- [Your instructions] Render the entries from the line containing "Emit one marker per instance in this form: [(2, 16)]." to the line containing "[(253, 416), (61, 403), (19, 420)]", both included, as a numbered list. Omit blank lines, and leave the pictures out.

- [Source records]

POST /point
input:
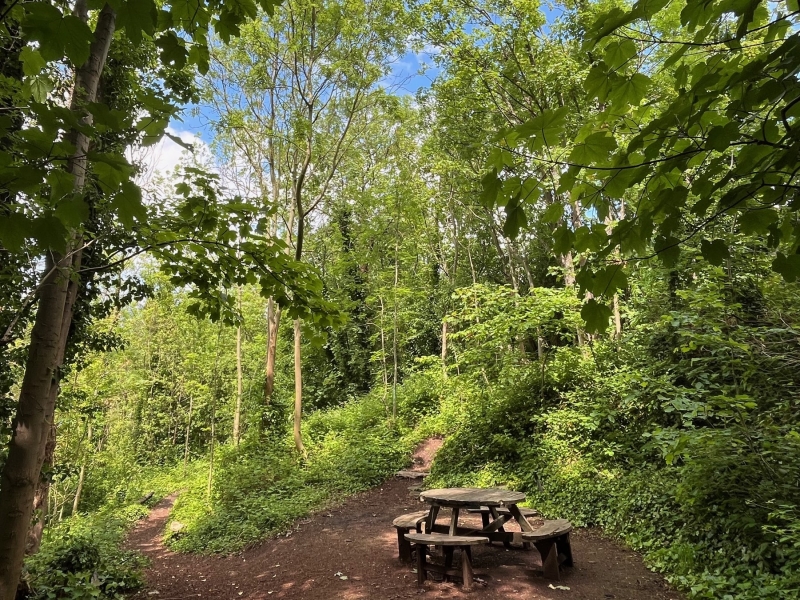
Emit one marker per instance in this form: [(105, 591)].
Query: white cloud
[(159, 161)]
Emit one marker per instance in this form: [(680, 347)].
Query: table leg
[(496, 516), (523, 522), (454, 521), (432, 518), (421, 550), (549, 551), (466, 571), (448, 558)]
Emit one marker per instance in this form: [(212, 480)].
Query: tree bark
[(36, 407), (79, 491), (298, 390), (188, 431), (444, 349), (238, 413), (41, 499)]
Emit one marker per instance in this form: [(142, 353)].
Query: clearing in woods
[(350, 552)]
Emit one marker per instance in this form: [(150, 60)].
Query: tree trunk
[(238, 413), (383, 361), (298, 389), (394, 334), (82, 474), (41, 500), (273, 321), (188, 431), (444, 349), (36, 407)]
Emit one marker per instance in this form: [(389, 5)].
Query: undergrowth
[(81, 557)]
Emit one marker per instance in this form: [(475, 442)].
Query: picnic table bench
[(497, 507), (406, 524), (552, 542), (421, 542)]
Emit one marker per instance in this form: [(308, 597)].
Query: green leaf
[(516, 218), (619, 52), (714, 252), (32, 61), (77, 39), (630, 91), (554, 213), (491, 185), (757, 221), (544, 129), (128, 204), (609, 280), (61, 183), (787, 266), (14, 228), (50, 233), (58, 35), (137, 17), (173, 50), (668, 250), (594, 149), (596, 316), (562, 240), (38, 87), (73, 211), (720, 137)]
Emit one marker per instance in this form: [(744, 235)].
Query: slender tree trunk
[(298, 389), (383, 360), (211, 449), (81, 476), (188, 431), (394, 335), (444, 349), (238, 413), (36, 407)]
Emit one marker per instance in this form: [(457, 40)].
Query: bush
[(80, 558)]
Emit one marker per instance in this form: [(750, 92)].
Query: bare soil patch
[(350, 553)]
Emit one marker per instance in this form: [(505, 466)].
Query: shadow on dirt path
[(350, 553)]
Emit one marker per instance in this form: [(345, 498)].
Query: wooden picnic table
[(465, 498)]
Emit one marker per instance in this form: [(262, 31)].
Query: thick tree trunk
[(41, 499), (34, 416), (82, 475), (298, 389)]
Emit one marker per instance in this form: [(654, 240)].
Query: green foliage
[(261, 490), (81, 558), (680, 438)]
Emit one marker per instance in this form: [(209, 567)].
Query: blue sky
[(410, 72)]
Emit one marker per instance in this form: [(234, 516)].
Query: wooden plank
[(411, 474), (526, 512), (550, 529), (496, 524), (472, 497), (433, 539), (411, 520)]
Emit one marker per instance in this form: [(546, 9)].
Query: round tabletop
[(471, 497)]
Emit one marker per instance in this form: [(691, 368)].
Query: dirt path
[(350, 553)]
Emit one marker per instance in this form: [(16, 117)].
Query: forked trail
[(350, 553)]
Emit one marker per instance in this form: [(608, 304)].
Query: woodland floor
[(356, 539)]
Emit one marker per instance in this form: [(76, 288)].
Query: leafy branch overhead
[(694, 133)]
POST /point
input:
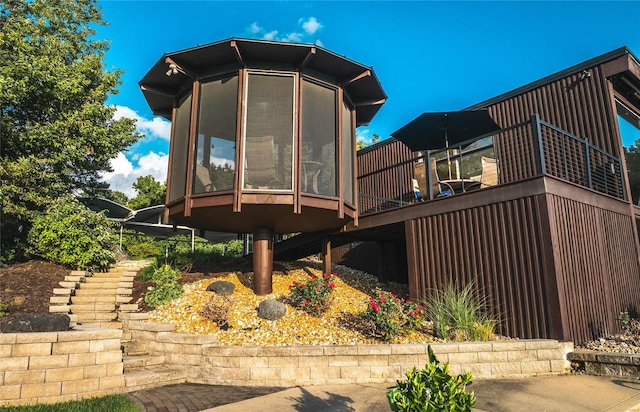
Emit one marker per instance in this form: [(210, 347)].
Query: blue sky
[(429, 56)]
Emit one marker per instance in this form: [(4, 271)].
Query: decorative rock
[(271, 309), (36, 322), (222, 287)]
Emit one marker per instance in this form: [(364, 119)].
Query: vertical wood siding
[(598, 266), (500, 248), (579, 106)]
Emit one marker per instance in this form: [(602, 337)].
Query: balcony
[(526, 150)]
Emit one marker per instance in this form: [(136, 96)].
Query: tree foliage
[(57, 133), (71, 234), (150, 192)]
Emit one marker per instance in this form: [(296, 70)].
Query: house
[(553, 243)]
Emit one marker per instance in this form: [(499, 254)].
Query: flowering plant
[(391, 316), (314, 296)]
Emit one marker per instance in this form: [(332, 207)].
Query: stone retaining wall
[(604, 363), (204, 362), (47, 367)]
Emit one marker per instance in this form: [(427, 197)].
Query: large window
[(179, 149), (269, 132), (318, 139), (216, 143), (347, 155)]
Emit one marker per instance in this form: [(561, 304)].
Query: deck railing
[(523, 151)]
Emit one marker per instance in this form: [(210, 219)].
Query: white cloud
[(157, 126), (271, 35), (311, 25), (125, 173), (254, 28)]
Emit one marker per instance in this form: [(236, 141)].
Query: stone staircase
[(104, 300)]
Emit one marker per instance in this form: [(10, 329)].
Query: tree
[(57, 133), (150, 193)]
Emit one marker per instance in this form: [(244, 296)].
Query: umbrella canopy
[(439, 130)]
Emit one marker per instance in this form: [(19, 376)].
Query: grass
[(109, 403), (460, 316)]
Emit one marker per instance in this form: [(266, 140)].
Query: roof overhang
[(172, 75)]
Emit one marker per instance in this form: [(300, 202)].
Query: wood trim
[(193, 132), (237, 192)]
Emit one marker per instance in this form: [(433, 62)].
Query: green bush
[(432, 389), (167, 287), (313, 296), (460, 316), (70, 234), (391, 316)]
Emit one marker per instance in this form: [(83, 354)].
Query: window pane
[(179, 150), (347, 154), (216, 144), (318, 139), (269, 132)]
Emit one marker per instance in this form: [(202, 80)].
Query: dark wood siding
[(552, 266), (581, 106), (499, 247)]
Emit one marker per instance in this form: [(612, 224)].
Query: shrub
[(70, 234), (391, 316), (432, 389), (313, 297), (167, 287), (460, 316)]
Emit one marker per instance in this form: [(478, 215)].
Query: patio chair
[(260, 167), (439, 187), (203, 181), (489, 175)]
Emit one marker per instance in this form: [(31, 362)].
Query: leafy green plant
[(4, 309), (391, 316), (108, 403), (314, 296), (72, 235), (460, 316), (432, 389), (167, 287)]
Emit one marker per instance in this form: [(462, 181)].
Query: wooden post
[(262, 261), (326, 256)]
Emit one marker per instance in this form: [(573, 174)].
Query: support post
[(326, 256), (262, 261)]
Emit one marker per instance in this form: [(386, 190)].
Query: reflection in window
[(216, 143), (269, 132), (347, 154), (179, 149), (318, 139)]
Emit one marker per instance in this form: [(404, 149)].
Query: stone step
[(93, 307), (100, 285), (95, 316), (94, 299), (59, 300), (151, 378), (102, 324), (135, 362), (96, 291), (128, 307)]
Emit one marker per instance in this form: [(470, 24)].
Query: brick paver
[(192, 397)]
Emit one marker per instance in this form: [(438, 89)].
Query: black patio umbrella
[(439, 130)]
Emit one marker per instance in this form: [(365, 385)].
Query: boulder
[(222, 287), (271, 309), (36, 322)]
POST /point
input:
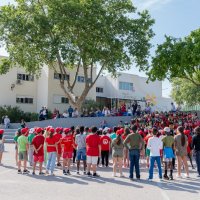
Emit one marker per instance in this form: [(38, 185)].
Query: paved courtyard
[(28, 187)]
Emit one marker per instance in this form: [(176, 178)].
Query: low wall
[(68, 122)]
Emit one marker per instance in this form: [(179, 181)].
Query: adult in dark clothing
[(134, 143), (196, 147), (134, 106)]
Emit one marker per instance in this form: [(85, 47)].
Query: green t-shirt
[(22, 142), (30, 138), (168, 141)]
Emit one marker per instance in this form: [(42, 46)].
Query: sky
[(175, 18)]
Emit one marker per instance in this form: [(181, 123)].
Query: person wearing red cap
[(2, 140), (168, 155), (146, 139), (38, 154), (22, 151), (51, 151), (67, 149), (117, 153), (57, 136), (105, 148), (189, 148), (93, 148), (134, 142), (30, 150), (125, 133)]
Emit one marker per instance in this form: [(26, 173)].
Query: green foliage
[(65, 34), (184, 92), (16, 114), (178, 58), (88, 104)]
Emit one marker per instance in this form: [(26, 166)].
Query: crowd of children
[(163, 138)]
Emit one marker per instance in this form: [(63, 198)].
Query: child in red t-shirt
[(67, 144), (57, 136), (51, 151), (105, 148)]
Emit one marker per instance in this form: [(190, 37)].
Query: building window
[(126, 86), (58, 76), (64, 100), (81, 79), (25, 77), (99, 90), (57, 99), (24, 100)]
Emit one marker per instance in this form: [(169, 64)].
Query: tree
[(64, 34), (184, 92), (178, 58)]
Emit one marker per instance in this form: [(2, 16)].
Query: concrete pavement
[(79, 187)]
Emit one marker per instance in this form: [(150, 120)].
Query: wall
[(26, 89)]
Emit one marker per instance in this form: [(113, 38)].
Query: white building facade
[(18, 88), (128, 87)]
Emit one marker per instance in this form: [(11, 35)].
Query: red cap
[(57, 129), (38, 130), (119, 132), (51, 130), (24, 130), (187, 132), (67, 130)]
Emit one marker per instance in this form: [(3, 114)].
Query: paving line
[(163, 193), (4, 172)]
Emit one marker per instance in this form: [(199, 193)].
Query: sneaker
[(166, 177), (47, 173), (121, 176), (68, 172), (178, 176), (96, 175), (186, 176), (89, 174), (26, 171), (64, 172)]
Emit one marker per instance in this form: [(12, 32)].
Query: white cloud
[(150, 4)]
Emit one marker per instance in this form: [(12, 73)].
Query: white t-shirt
[(154, 144)]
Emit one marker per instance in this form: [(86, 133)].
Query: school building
[(18, 88)]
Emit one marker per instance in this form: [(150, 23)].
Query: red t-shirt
[(93, 142), (50, 141), (37, 141), (67, 143), (105, 143)]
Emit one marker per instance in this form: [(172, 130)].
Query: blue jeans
[(197, 158), (81, 154), (51, 161), (134, 156), (152, 161)]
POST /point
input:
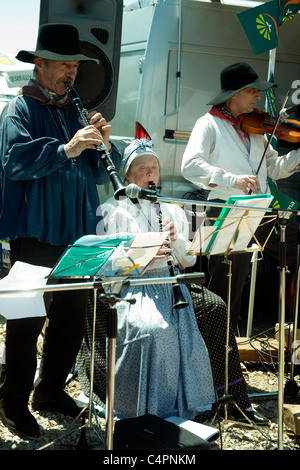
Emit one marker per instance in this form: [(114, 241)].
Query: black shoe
[(253, 416), (61, 403), (19, 420)]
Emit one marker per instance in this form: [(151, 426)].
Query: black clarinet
[(101, 148), (180, 301)]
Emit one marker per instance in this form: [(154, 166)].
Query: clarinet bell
[(180, 301)]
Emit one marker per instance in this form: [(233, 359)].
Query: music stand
[(108, 260), (231, 234)]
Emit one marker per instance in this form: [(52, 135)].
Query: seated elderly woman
[(168, 361)]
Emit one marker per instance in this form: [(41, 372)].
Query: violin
[(260, 122)]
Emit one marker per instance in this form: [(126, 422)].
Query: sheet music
[(133, 258), (23, 304), (234, 232)]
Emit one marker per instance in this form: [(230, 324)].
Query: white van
[(172, 53)]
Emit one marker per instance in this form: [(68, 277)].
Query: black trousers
[(218, 270), (66, 311)]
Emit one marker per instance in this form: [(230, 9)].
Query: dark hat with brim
[(56, 42), (235, 78)]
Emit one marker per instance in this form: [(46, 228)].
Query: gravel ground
[(62, 433)]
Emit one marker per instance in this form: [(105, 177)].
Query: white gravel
[(59, 432)]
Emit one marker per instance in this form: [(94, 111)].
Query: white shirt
[(216, 154), (124, 216)]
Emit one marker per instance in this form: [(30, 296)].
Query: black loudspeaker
[(99, 23)]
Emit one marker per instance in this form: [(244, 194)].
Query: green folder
[(87, 255)]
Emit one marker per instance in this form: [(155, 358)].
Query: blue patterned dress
[(162, 363)]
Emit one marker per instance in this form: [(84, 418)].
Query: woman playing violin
[(223, 158)]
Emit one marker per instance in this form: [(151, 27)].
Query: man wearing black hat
[(222, 158), (48, 184)]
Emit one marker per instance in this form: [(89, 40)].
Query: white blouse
[(124, 216), (216, 154)]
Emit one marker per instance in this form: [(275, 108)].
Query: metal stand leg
[(291, 388), (281, 356), (226, 399), (252, 294)]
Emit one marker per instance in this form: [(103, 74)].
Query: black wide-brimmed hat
[(235, 78), (56, 42)]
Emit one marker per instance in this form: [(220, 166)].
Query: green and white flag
[(261, 26)]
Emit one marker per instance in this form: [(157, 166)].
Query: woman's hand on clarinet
[(164, 250), (247, 183), (89, 137)]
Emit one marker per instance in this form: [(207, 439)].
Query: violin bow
[(271, 136)]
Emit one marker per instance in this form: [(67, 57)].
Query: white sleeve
[(196, 162)]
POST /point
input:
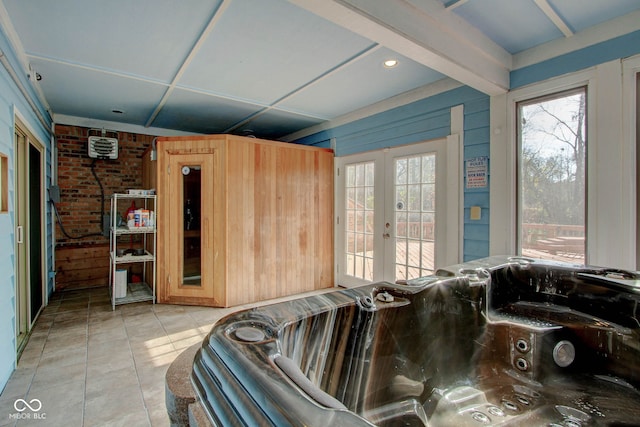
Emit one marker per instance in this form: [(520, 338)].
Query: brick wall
[(84, 262)]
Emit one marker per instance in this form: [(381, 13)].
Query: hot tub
[(500, 341)]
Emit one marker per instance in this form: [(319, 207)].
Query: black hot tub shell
[(499, 341)]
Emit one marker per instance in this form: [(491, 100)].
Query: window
[(552, 147), (4, 189)]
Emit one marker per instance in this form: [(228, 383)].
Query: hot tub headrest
[(291, 369)]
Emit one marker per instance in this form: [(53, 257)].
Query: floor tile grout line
[(86, 365), (135, 367)]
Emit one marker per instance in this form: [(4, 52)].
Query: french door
[(29, 208), (394, 212)]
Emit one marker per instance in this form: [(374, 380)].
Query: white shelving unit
[(136, 291)]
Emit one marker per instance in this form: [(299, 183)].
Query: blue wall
[(421, 121), (11, 100), (429, 118)]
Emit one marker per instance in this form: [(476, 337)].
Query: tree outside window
[(552, 176)]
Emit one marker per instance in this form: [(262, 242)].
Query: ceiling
[(276, 67)]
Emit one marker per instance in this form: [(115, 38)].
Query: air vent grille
[(101, 147)]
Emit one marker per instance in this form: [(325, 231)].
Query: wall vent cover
[(101, 147)]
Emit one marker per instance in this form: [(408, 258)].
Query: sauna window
[(192, 242), (552, 141), (4, 185)]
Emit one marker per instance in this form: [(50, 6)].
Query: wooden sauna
[(240, 219)]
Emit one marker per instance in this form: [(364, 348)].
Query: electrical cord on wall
[(83, 236)]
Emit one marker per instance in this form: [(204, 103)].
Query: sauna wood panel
[(280, 230), (272, 230)]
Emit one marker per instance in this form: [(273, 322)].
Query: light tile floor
[(91, 366)]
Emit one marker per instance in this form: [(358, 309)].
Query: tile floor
[(91, 366)]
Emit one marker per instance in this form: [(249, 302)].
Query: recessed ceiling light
[(390, 63)]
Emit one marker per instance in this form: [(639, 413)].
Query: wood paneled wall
[(280, 234), (277, 208)]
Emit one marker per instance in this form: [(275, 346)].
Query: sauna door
[(190, 244), (397, 212)]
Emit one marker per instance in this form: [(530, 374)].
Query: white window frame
[(611, 194)]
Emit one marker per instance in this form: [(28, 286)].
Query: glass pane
[(359, 214), (414, 215), (552, 164), (191, 187)]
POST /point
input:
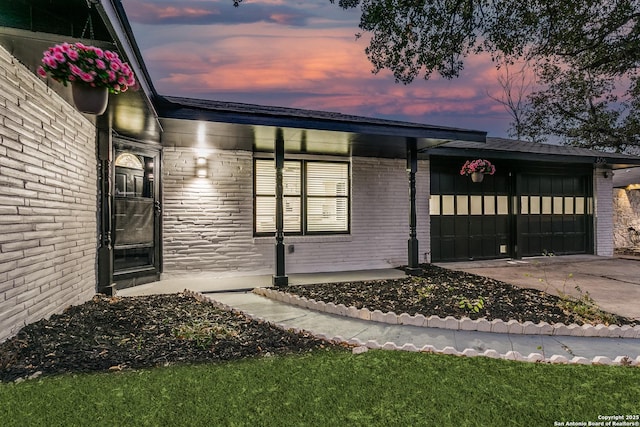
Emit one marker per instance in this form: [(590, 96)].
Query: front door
[(136, 217)]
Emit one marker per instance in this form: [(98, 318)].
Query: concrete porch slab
[(212, 283)]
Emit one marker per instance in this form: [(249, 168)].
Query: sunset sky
[(299, 54)]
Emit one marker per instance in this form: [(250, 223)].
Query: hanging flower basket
[(477, 169), (90, 100), (477, 176), (87, 68)]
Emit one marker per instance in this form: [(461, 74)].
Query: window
[(315, 197)]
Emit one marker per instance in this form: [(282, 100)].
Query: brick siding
[(208, 223), (48, 196)]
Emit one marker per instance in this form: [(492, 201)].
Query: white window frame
[(301, 192)]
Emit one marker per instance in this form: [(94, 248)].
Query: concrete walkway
[(613, 283), (213, 283), (349, 328), (217, 288)]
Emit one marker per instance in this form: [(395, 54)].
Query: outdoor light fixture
[(201, 167)]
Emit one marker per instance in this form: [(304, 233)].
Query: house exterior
[(162, 186)]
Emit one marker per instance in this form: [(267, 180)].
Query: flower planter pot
[(477, 176), (90, 100)]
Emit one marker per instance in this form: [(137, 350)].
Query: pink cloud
[(145, 12), (312, 68)]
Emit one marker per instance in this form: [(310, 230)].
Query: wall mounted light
[(201, 167)]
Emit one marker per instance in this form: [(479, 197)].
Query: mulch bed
[(113, 333), (442, 292)]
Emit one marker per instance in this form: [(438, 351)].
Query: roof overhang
[(499, 148), (205, 124)]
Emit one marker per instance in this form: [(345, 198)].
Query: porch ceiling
[(202, 124)]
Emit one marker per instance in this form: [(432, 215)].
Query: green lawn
[(329, 388)]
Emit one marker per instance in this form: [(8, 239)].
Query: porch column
[(105, 250), (412, 168), (279, 279)]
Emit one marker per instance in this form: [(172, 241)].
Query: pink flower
[(75, 70), (59, 56), (50, 62), (77, 62), (73, 54), (479, 165), (87, 77)]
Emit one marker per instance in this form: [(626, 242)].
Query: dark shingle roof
[(515, 149), (233, 112)]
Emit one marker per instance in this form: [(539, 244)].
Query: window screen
[(315, 196)]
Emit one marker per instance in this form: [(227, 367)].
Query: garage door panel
[(536, 209)]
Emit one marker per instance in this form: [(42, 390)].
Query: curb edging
[(359, 346), (464, 324)]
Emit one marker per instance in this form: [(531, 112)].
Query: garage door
[(468, 220), (521, 211), (554, 214)]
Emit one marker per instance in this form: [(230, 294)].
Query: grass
[(326, 388)]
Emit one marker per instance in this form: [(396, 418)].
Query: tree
[(584, 108), (515, 87)]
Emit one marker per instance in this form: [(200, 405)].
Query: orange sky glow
[(300, 55)]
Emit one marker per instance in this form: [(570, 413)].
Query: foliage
[(472, 306), (87, 64), (327, 388), (584, 108), (425, 292), (585, 307), (203, 332), (478, 165)]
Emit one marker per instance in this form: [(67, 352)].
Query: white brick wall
[(48, 197), (208, 223), (603, 212)]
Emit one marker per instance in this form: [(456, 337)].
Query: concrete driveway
[(614, 283)]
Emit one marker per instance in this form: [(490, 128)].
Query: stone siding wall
[(48, 196), (626, 213), (208, 223), (603, 214)]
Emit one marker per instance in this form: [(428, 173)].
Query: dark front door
[(136, 217)]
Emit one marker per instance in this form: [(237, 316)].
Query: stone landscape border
[(450, 322), (360, 347)]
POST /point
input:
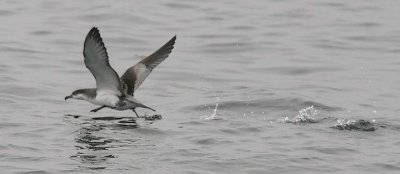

- [The completed task]
1. Emit one marker per instance in this form: [(2, 16)].
2. Query: concrete pavement
3. [(79, 187)]
4. Emit one marker per instance in this form: [(150, 120)].
5. Query: wall
6. [(26, 89)]
7. Emit one marker per instance in this form: [(113, 38)].
8. Query: white building facade
9. [(18, 88), (128, 87)]
10. Emit one marker per instance in this form: [(11, 35)].
11. Query: red cap
12. [(57, 129), (38, 130), (119, 132), (51, 130), (24, 130), (187, 132), (67, 130)]
13. Emit one marker per instance in this form: [(3, 114)].
14. Query: paving line
15. [(163, 193), (4, 172)]
16. Emit one marker per instance in this form: [(199, 193)].
17. Query: sneaker
18. [(166, 177), (47, 173), (121, 176), (68, 172), (178, 176), (96, 175), (186, 176), (89, 174), (26, 171), (64, 172)]
19. Emit one marker per instance in this form: [(12, 32)].
20. Query: white cloud
21. [(150, 4)]
22. Emit one marker per instance in this form: [(12, 73)].
23. Query: white t-shirt
24. [(154, 144)]
25. Emit one marker per instance in this form: [(86, 133)].
26. Query: school building
27. [(18, 88)]
28. Emit one marker per instance in this form: [(150, 23)].
29. Query: red t-shirt
30. [(93, 142), (50, 141), (37, 141), (67, 143), (105, 143)]
31. Emit one marker per instance in this form: [(172, 130)].
32. Query: blue jeans
33. [(197, 158), (81, 154), (51, 161), (134, 156), (152, 161)]
34. POST /point
35. input:
36. Emit one marker per instance in this form: [(114, 241)].
37. Query: black shoe
38. [(253, 416), (61, 403), (19, 420)]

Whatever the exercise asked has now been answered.